→ Work to do:
Transcribe the listing verbatim. Do not carry over any pictures.

→ The data:

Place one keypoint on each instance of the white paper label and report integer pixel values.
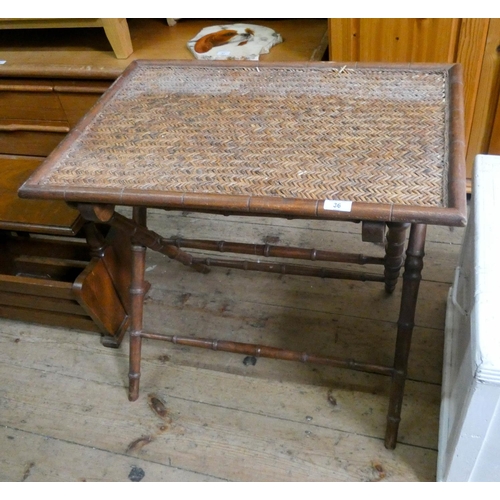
(339, 205)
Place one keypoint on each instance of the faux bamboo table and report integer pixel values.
(381, 145)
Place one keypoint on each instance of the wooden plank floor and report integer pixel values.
(210, 416)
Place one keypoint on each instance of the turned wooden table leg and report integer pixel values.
(137, 292)
(411, 281)
(394, 253)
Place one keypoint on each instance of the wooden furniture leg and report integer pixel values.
(118, 34)
(411, 281)
(394, 253)
(137, 292)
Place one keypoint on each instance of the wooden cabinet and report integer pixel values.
(50, 273)
(54, 269)
(475, 43)
(35, 114)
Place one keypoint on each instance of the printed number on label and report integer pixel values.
(339, 205)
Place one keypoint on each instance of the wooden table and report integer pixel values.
(380, 145)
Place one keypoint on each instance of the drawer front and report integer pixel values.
(29, 101)
(35, 115)
(77, 97)
(30, 138)
(40, 216)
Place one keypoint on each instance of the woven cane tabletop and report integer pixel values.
(307, 132)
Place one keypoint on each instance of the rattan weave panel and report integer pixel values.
(363, 134)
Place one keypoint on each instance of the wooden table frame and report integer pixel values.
(97, 204)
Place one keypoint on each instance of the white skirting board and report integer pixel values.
(469, 432)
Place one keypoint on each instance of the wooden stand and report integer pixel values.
(55, 269)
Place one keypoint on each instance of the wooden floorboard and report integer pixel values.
(210, 416)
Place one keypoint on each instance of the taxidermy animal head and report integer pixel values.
(222, 37)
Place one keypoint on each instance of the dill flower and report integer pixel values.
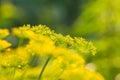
(4, 44)
(4, 33)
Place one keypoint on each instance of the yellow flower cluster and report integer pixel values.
(41, 54)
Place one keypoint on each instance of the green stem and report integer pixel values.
(44, 66)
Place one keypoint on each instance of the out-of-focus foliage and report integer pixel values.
(41, 54)
(100, 22)
(55, 13)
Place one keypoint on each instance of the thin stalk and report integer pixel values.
(44, 66)
(13, 74)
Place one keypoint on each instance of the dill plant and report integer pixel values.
(42, 54)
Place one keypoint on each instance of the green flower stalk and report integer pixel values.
(41, 54)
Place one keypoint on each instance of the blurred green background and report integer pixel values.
(95, 20)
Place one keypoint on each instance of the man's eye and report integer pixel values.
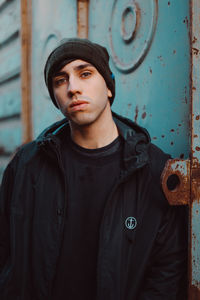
(60, 81)
(85, 74)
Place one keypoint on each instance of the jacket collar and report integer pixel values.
(136, 140)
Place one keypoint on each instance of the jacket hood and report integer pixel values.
(136, 140)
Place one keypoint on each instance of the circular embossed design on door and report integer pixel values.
(131, 32)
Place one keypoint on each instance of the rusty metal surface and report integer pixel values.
(82, 18)
(176, 181)
(194, 261)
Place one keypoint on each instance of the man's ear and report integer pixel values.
(109, 93)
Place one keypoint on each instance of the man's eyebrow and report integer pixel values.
(61, 73)
(82, 66)
(76, 68)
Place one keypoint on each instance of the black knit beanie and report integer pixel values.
(76, 48)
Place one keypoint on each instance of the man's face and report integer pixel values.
(81, 93)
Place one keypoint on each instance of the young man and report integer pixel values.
(82, 209)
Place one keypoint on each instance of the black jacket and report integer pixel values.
(147, 262)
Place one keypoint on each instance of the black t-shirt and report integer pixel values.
(90, 177)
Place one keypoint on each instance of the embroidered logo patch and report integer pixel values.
(131, 223)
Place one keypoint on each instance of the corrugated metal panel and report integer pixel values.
(10, 60)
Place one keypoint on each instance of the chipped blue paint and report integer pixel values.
(156, 92)
(51, 23)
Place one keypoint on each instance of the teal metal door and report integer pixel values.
(149, 44)
(150, 57)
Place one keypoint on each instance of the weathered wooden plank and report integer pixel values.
(26, 38)
(9, 20)
(10, 60)
(10, 98)
(10, 135)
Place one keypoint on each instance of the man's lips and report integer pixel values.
(78, 105)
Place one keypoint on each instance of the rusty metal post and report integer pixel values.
(194, 287)
(26, 35)
(82, 18)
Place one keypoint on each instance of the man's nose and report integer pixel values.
(73, 86)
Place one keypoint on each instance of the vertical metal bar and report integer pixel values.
(194, 287)
(26, 18)
(82, 18)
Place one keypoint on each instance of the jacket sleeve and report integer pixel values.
(5, 196)
(166, 275)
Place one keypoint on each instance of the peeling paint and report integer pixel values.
(136, 114)
(144, 115)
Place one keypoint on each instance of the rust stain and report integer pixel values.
(194, 292)
(144, 115)
(136, 114)
(195, 51)
(179, 171)
(195, 177)
(186, 21)
(194, 40)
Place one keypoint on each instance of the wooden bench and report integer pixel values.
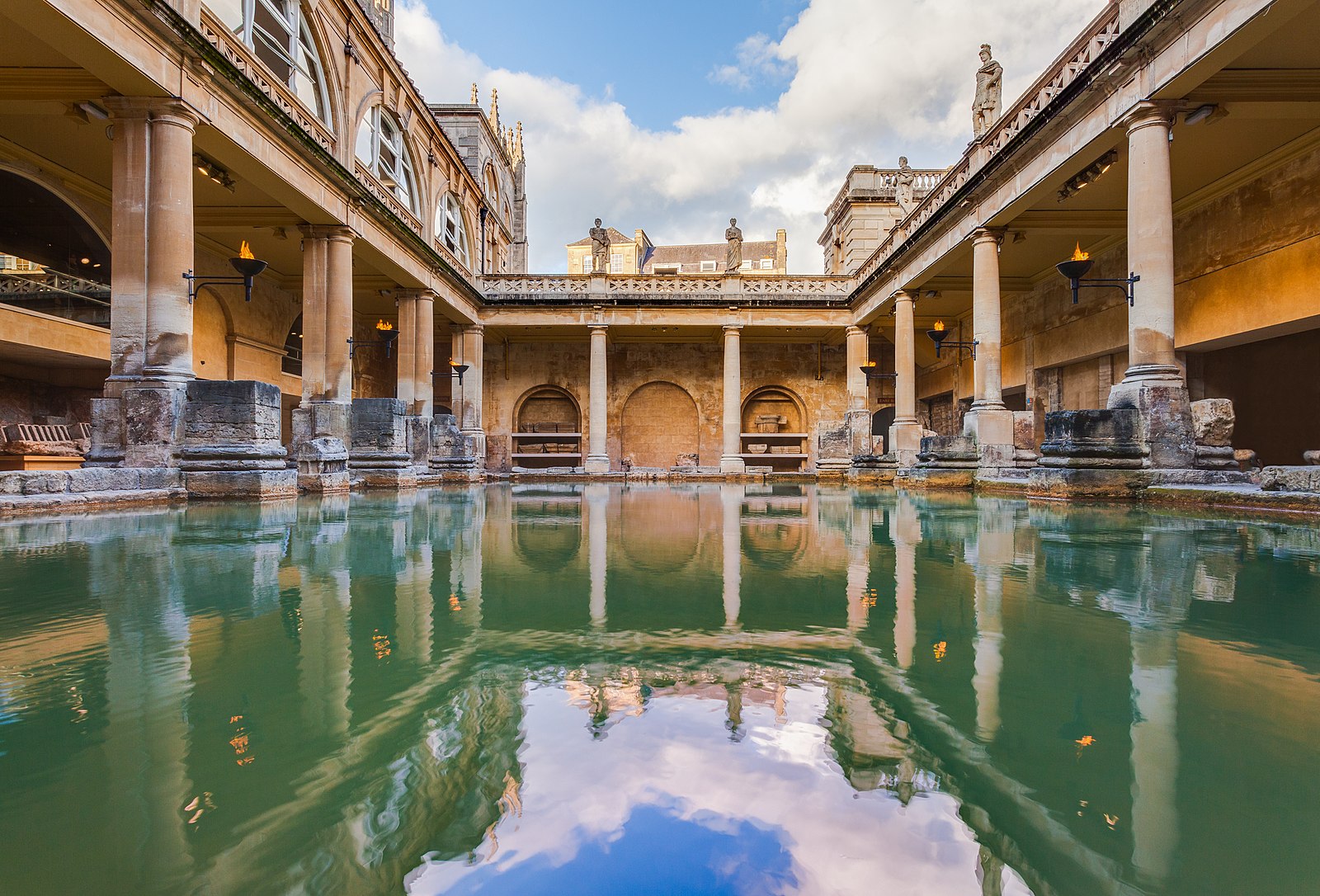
(41, 435)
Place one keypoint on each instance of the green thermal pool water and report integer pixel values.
(716, 689)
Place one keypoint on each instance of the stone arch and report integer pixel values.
(547, 404)
(776, 400)
(658, 424)
(211, 329)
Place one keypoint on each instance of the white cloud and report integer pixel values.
(871, 79)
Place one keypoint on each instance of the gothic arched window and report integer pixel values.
(450, 230)
(380, 148)
(279, 35)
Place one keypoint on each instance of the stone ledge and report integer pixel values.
(90, 500)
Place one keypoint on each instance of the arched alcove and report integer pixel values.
(547, 429)
(774, 429)
(659, 422)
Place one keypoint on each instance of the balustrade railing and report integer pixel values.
(672, 290)
(1082, 53)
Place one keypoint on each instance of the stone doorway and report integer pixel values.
(660, 424)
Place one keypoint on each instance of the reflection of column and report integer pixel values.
(994, 550)
(906, 431)
(858, 568)
(906, 530)
(148, 684)
(323, 656)
(1154, 737)
(597, 500)
(730, 499)
(732, 458)
(597, 457)
(465, 572)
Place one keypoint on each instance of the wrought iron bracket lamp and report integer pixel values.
(244, 264)
(1075, 270)
(389, 338)
(940, 337)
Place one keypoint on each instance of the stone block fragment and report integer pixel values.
(1212, 422)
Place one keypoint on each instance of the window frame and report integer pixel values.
(300, 52)
(449, 210)
(400, 177)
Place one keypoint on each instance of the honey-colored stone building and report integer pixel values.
(1176, 143)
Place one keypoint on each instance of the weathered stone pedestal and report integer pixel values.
(320, 446)
(1091, 454)
(378, 445)
(874, 469)
(943, 462)
(231, 441)
(452, 454)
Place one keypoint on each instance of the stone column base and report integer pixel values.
(1165, 409)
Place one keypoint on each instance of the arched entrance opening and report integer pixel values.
(547, 429)
(660, 427)
(774, 429)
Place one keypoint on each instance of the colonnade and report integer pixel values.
(1150, 319)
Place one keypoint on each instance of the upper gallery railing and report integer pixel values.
(666, 290)
(1036, 99)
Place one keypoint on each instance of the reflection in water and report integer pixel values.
(653, 689)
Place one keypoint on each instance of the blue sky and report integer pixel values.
(676, 116)
(655, 59)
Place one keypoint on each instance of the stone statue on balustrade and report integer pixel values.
(904, 186)
(600, 248)
(985, 107)
(733, 259)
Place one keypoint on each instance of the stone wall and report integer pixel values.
(695, 371)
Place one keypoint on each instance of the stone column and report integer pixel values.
(1154, 383)
(139, 422)
(597, 453)
(989, 422)
(321, 420)
(424, 356)
(732, 460)
(906, 431)
(597, 536)
(474, 350)
(406, 347)
(858, 416)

→ Reply to the task:
Place one keypoint on each instance of the white paper label and report integer pixel values.
(339, 205)
Place one keypoint on each instance of the faux bamboo table and report integer pixel values.
(381, 145)
Place one keypoint on each instance of the wooden plank floor and report integer pixel values.
(210, 416)
Place one keypoint on each instance of the turned wooden table leg and report integer pixel values.
(137, 292)
(411, 281)
(394, 253)
Place one keypoint on each instance of the wooden furniture leg and report integer pixel values.
(118, 34)
(411, 281)
(394, 253)
(137, 292)
Place one keypoint on each instance of the wooden cabinet and report integer pixel values.
(50, 273)
(54, 269)
(475, 43)
(35, 114)
Place one keypoint on each instance of the printed number on label and report integer pixel values.
(339, 205)
Place one keypoint on each instance of the wooden table and report integer pixel values.
(380, 145)
Place one keypoint on each instance of the drawer front and report integer pixel values.
(29, 101)
(35, 115)
(77, 97)
(30, 138)
(40, 216)
Place one keypoint on each instance of the woven cane tabletop and report integer pixel values.
(307, 132)
Place one keypoint on each instance of the rattan weave panel and report integer pixel values.
(363, 134)
Place one keypoint on each instance of the wooden table frame and report integer pixel values.
(97, 204)
Place one keypoint on each instance of the white skirting board and report integer pixel values.
(469, 432)
Place one keypoint on each instance of the wooden stand and report integer pixel values.
(55, 269)
Place one keypoint on each instance of the wooden floorboard and report integer pixel values.
(210, 416)
Place one keypoint on each instance of the taxidermy animal head and report integer pixel values.
(222, 37)
Place one keypoint on each instance of the dill flower and report integer pixel values.
(4, 44)
(4, 33)
Place one keypoint on each instance of the yellow flower cluster and report integer pixel values.
(41, 54)
Place one keypoint on each instance of the green stem and report integer pixel values.
(44, 66)
Place one keypoint on each instance of the out-of-focus foliage and report integer pixel values.
(41, 54)
(100, 22)
(55, 13)
Place one keypoint on each instance of the thin stalk and report integer pixel values.
(44, 66)
(13, 74)
Place one keypoint on each instance of the dill plant and report integer pixel values.
(42, 54)
Place one keypoint on each instance of the green flower stalk and report integer pixel values.
(41, 54)
Place one keypoint on each instance of the blurred green background and report integer pixel values.
(95, 20)
Place one keypoint on each instance of the man's eye and report integer pixel values.
(60, 81)
(85, 74)
Place one keypoint on each instance of the jacket collar and report integer pixel values.
(136, 140)
Place one keypoint on each instance of the jacket hood and report integer pixel values.
(136, 140)
Place one keypoint on each instance of the circular embossed design on door and report integer pixel values.
(131, 32)
Place one keypoint on each instance of the rusty metal surface and report integer pixel values.
(82, 18)
(176, 181)
(194, 261)
Place one keypoint on each instance of the man's ear and report integer pixel values.
(109, 93)
Place one keypoint on each instance of the man's eyebrow and report integer pixel values.
(61, 73)
(82, 66)
(76, 68)
Place one keypoint on each instance of the black knit beanie and report integer pixel values.
(76, 48)
Place one keypoint on each instance of the man's face and report integer pixel values.
(81, 93)
Place one keypoint on each instance of the young man and report integer pixel values.
(82, 209)
Place one keypoint on each instance of the black jacket and report integer pixel values.
(147, 262)
Place one keypoint on each instance of the black t-shirt and report integer pixel values.
(90, 177)
Place one keypoint on each instance of the embroidered logo patch and report integer pixel values.
(131, 223)
Place one keypoint on each instance of the corrugated metal panel and report integer pixel values.
(10, 60)
Place one keypoint on each instance of the chipped blue paint and report integer pixel values.
(156, 92)
(51, 23)
Place one keypoint on each instance of the teal metal door and report integer pixel values.
(149, 44)
(150, 57)
Place one keypoint on each instance of the weathered wooden plank and report integer pixel values.
(26, 38)
(9, 20)
(10, 60)
(10, 98)
(10, 135)
Place one keypoint on each instance of the man's lips and report integer pixel values.
(78, 105)
Place one keypoint on each instance of the rusty metal post and report integer pixel values.
(194, 287)
(26, 35)
(82, 18)
Place one keypoint on each instance of the man's nose and report integer pixel values.
(73, 86)
Place one keypoint on each instance of the vertical metal bar and report integer pixel values.
(194, 287)
(26, 18)
(82, 18)
Place one keypoint on each instance of the jacket sleeve and report integer pixel values.
(5, 196)
(166, 275)
Place one keypoint on each instance of the peeling paint and report integer pixel values.
(136, 114)
(144, 115)
Place one keypoint on each instance of the rust stain and report integer pixel values.
(194, 292)
(144, 115)
(136, 114)
(195, 51)
(179, 171)
(195, 177)
(186, 21)
(194, 40)
Place one keypoint on each instance of the wooden bench and report integer pixel values.
(41, 435)
Place one keypoint on each instance of the green thermal pool water and report integer pixel values.
(716, 689)
Place one keypoint on each instance of the stone arch and report integer pixel values.
(547, 404)
(776, 400)
(658, 424)
(211, 329)
Place one keypoint on each instance of the white cloud and report integer pixel values.
(871, 79)
Place one keypoint on each instance of the gothic arched window and report integer pixel values.
(450, 230)
(380, 148)
(279, 35)
Place one keypoint on each instance of the stone ledge and report integer pixel values.
(90, 500)
Place one keypoint on each instance of the arched alcove and report integer pixel values.
(547, 429)
(774, 429)
(659, 422)
Place one keypoint on each instance of the balustrade railing and report integer pixel values.
(672, 290)
(1082, 53)
Place one keypoint on each instance of the stone doorway and report integer pixel values.
(660, 424)
Place one keypoint on each instance of the reflection of column and report integer pixel values.
(994, 550)
(906, 431)
(858, 568)
(906, 530)
(148, 684)
(323, 656)
(1154, 737)
(597, 500)
(730, 499)
(732, 458)
(597, 457)
(465, 572)
Place one keypoint on each instance of the wrought iron bracket lamp and report integer pixel values.
(244, 264)
(1075, 270)
(389, 338)
(940, 337)
Place one keypoint on each instance of the stone block fragment and report integer pixel values.
(1212, 422)
Place one keypoint on each instance of the window frame and report integer pixel values.
(300, 52)
(449, 210)
(400, 177)
Place one keypoint on each instance of the honey-colored stone building and report integer pixel values.
(1176, 143)
Place one keypoint on each instance of the weathered stone pedestal and report integer pixel values.
(320, 446)
(1091, 454)
(378, 445)
(874, 469)
(943, 462)
(231, 441)
(452, 454)
Place one keypoint on each instance of the stone column base and report integer pixel values.
(1165, 409)
Place one keypoint on each instance of the arched entrance opening and report integer pixel values.
(547, 429)
(660, 427)
(774, 429)
Place one keypoint on each instance of the colonnade and report integer pixel values.
(1150, 319)
Place one keypoint on each instance of the upper gallery railing and report integer pixel values.
(666, 290)
(1036, 99)
Place one keypoint on each instance of the reflection in water and report integer pixel values.
(653, 689)
Place one keypoint on each instance of the blue sky and report integer pixel values.
(676, 116)
(655, 59)
Place one keypoint on each instance of the stone statue on balustrade and report integer pixel values.
(904, 186)
(600, 248)
(985, 107)
(733, 259)
Place one keypoint on each instance of the stone wall and report integer pixel values.
(695, 371)
Place one keypoint on each instance of the stone column and report integer pixel values.
(1154, 383)
(139, 422)
(597, 453)
(989, 422)
(321, 420)
(424, 356)
(732, 460)
(906, 431)
(597, 536)
(474, 350)
(406, 347)
(858, 416)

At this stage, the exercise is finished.